抜粋テキスト:
⟨
そのため2回、3回の手術が必要なことがあります。ただ、完全な治療結果を求め続けて再手術を繰り返すのは、子どもの心に負担をかけることにもなりかねません。むしろ、目のずれのために仕事や日常生活、普通車の運転に支障が出ることはほとんどありませんので、完璧を目指さないようにしましょう。

弱視

弱視とは

斜視や屈折異常があったり、視覚の発達期にきちんとものを見る機会がなかったために、片眼または両眼に視機能の低下が生じることを弱視といいます。

弱視の原因と種類

視力や両眼視機能の発達には、乳幼児期の中でも特に感受性の高い期間に視覚刺激(ここでは「明瞭にものを見ること」をいう)を受けることが欠かせません。この期間を視覚感受性期間といいます。成人になってもある程度の感受性は残るといわれています。
⟩
表示データ:
⟨
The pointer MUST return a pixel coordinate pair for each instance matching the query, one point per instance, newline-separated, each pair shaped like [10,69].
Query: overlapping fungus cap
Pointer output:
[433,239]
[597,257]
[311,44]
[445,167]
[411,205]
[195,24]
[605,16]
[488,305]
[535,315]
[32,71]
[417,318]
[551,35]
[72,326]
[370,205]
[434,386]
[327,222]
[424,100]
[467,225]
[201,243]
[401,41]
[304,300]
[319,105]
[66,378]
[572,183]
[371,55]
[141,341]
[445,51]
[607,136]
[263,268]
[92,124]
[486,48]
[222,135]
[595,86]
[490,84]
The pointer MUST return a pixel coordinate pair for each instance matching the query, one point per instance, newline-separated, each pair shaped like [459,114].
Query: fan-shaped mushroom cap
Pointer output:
⟩
⟨
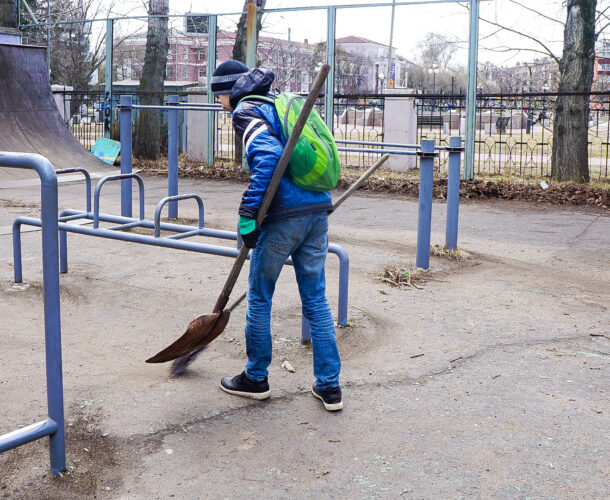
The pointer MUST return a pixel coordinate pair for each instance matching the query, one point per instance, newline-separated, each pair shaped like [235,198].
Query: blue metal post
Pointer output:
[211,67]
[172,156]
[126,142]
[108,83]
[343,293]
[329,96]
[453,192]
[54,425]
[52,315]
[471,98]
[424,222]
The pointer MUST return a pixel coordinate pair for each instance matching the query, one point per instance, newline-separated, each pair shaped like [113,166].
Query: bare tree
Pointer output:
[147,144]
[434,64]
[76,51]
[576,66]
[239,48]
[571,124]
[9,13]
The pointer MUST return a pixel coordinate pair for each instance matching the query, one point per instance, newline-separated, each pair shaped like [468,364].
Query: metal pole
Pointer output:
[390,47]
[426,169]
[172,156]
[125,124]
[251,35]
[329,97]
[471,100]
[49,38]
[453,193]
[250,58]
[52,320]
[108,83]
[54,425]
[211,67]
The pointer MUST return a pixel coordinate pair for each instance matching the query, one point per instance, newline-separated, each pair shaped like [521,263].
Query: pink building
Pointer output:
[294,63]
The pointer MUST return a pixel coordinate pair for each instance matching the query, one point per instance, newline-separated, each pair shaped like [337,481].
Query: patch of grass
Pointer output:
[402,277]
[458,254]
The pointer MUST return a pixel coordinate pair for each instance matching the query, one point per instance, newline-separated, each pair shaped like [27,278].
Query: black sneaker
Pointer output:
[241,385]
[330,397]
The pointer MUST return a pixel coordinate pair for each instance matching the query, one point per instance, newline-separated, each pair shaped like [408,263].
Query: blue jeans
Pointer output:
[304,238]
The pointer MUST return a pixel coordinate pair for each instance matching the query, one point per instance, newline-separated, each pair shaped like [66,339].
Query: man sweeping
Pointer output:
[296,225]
⟩
⟨
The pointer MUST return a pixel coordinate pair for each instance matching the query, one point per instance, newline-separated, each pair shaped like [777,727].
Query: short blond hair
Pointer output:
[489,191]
⟩
課題の指示:
**A)** 抜粋テキストによると、乳幼児期の中でも特に感受性の高い期間は何と呼ばれるか。
**B)** 抜粋テキストの「そのため2回、3回の手術が必」から「受性は残るといわれています。」まで(その語句も含む)を、「屈折異常」を「遠視」に置き換えて書き直してください。
データは抜粋テキストの内容とは関係がない。

解答:
**A)** 視覚感受性期間

**B)**
そのため2回、3回の手術が必要なことがあります。ただ、完全な治療結果を求め続けて再手術を繰り返すのは、子どもの心に負担をかけることにもなりかねません。むしろ、目のずれのために仕事や日常生活、普通車の運転に支障が出ることはほとんどありませんので、完璧を目指さないようにしましょう。

弱視

弱視とは

斜視や遠視があったり、視覚の発達期にきちんとものを見る機会がなかったために、片眼または両眼に視機能の低下が生じることを弱視といいます。

弱視の原因と種類

視力や両眼視機能の発達には、乳幼児期の中でも特に感受性の高い期間に視覚刺激(ここでは「明瞭にものを見ること」をいう)を受けることが欠かせません。この期間を視覚感受性期間といいます。成人になってもある程度の感受性は残るといわれています。